— Task to complete —
Take every line from the entries below that includes the word "hair" and copy it.

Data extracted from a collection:
/---
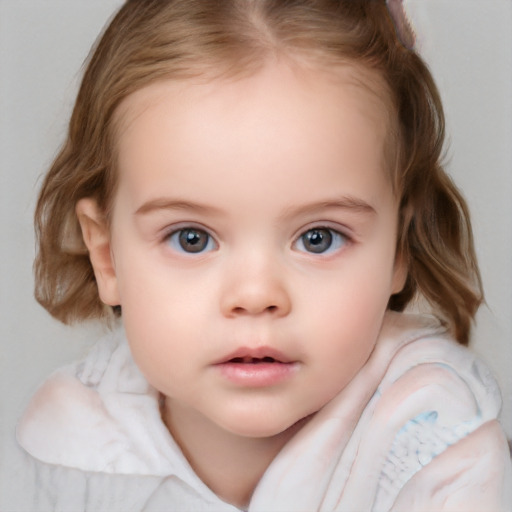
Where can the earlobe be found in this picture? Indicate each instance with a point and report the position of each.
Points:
(400, 273)
(96, 235)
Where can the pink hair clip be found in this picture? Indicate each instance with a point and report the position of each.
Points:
(402, 24)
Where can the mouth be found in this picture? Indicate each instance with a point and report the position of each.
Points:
(255, 356)
(257, 367)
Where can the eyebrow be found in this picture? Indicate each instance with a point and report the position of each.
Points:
(164, 203)
(349, 203)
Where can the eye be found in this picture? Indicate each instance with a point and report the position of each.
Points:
(321, 241)
(191, 240)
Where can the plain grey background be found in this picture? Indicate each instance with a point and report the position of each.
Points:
(468, 45)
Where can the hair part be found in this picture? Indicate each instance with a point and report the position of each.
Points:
(151, 40)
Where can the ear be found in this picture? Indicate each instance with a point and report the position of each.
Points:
(400, 273)
(96, 237)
\---
— Task output —
Where can the pink hair clip be found in this picture? Indicate each instance with a point and report the position of each.
Where can the hair part be found in this picture? Indicate each instance with a point and report the position of each.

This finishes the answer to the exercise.